_Required tasks:_
A: Answer these questions from the article on trust in government:
(i) How many adults did the study by the Peace Research Institute and the University of Aarhus poll?
(ii) According to the Pew Research Center, what percentage of Americans today say they trust their government?
(iii) In what year did Lewis Powell write his memo?
B: Retype the part of the article on trust in government starting at "This is the" and ending at "back 50 years.".

_Text under study:_
# # # #
Reprinted from hartmannreport.com
A study by the Peace Research Institute in Norway and the University of Aarhus that polled 6,000 adults from the United States, Denmark, Italy, and Hungary found that the Covid pandemic has further eroded faith in government among people all across Europe and the US.
This is the capstone of "conservative" or neoliberal efforts to destroy faith in democratic governance in developed countries, an effort that goes back 50 years.
In the 1950s and 1960s Americans had a lot of trust in government - around 80 percent of Americans said they trusted government - as did the citizens of virtually all the western European countries. Today, the Pew Research Center says, only 17 percent of Americans say they trust their government.
For the very rich and big corporations back in the 1970s, this trust in a government that was then maintaining high tax rates and starting to aggressively hold corporations accountable for their pollution and dangerous products was, they believed, an existential threat.
Thus, in response to the growing environmental and consumer movements kicked off by Rachel Carson's 1961 book Silent Spring and Ralph Nader's 1965 book Unsafe at Any Speed, giant corporations and the morbidly rich people they created set out to destroy Americans' faith in a tax-and-regulate form of government.
As Lewis Powell wrote in his infamous 1971 memo arguing that businesses and very wealthy individuals needed to mobilize to stop this "assault" on American business, "Perhaps the single most effective antagonist of American business is Ralph Nader who - thanks largely to the media - has become a legend in his own time and an idol of millions of Americans."
Powell then quoted a May 1971 article profiling Nader in Fortune magazine:
''The passion that rules in him - and he is a passionate man - is aimed at smashing utterly the target of his hatted, which is corporate power. He thinks, and says quite bluntly, that a great many corporate executives belong in prison - for defrauding the consumer with shoddy merchandise, poisoning the food supply with chemical additives, and willfully manufacturing unsafe products that will maim or kill the buyer. He emphasizes that be is not talking just about 'fly-by-night hucksters' but the top management of blue-chip business."
This was no less, Powell declared in his next paragraph, "A frontal assault " on our government, our system of justice, and the free enterprise system--
His solution, as history shows, was for big corporations and the morbidly rich to create a network of think tanks to change public opinion, a filtering organization to help stack the courts, to create rightwing media empires, and to place "business-friendly" professors in schools and colleges.
# # # #
_Given entries:_
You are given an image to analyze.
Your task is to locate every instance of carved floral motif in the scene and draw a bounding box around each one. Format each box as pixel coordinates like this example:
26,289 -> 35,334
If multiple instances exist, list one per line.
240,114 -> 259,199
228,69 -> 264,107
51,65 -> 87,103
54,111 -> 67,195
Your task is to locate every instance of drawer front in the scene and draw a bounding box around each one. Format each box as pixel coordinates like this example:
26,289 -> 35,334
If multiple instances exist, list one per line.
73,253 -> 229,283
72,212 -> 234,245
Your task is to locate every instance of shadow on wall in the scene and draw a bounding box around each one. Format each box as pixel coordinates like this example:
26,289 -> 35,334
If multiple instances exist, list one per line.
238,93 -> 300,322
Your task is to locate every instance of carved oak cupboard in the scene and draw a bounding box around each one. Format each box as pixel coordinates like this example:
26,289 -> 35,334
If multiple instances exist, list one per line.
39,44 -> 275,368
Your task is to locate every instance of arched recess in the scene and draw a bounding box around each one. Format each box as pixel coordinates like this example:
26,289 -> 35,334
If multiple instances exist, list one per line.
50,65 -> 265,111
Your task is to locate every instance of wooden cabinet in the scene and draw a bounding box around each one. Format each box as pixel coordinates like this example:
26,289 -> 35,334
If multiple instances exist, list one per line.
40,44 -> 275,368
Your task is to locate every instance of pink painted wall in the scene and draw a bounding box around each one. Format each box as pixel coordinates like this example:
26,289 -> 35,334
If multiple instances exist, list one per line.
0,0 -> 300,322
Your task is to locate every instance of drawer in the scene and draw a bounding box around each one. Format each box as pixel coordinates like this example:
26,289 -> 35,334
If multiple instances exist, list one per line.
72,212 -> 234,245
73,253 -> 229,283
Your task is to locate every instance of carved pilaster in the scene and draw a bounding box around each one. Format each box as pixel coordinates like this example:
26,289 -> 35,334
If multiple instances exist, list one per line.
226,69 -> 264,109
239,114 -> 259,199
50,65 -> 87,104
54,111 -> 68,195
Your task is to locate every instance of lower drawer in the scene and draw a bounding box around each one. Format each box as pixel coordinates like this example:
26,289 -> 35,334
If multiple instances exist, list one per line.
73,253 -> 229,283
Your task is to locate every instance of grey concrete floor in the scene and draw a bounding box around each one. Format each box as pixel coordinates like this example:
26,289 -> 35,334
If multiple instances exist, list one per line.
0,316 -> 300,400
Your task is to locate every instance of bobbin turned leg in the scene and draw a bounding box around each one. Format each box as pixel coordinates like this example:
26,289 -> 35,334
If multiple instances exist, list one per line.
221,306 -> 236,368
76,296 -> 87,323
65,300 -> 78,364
# # # #
_Responses:_
A:
(i) 6,000 adults
(ii) 17 percent
(iii) 1971

B:
This is the capstone of "conservative" or neoliberal efforts to destroy faith in democratic governance in developed countries, an effort that goes back 50 years.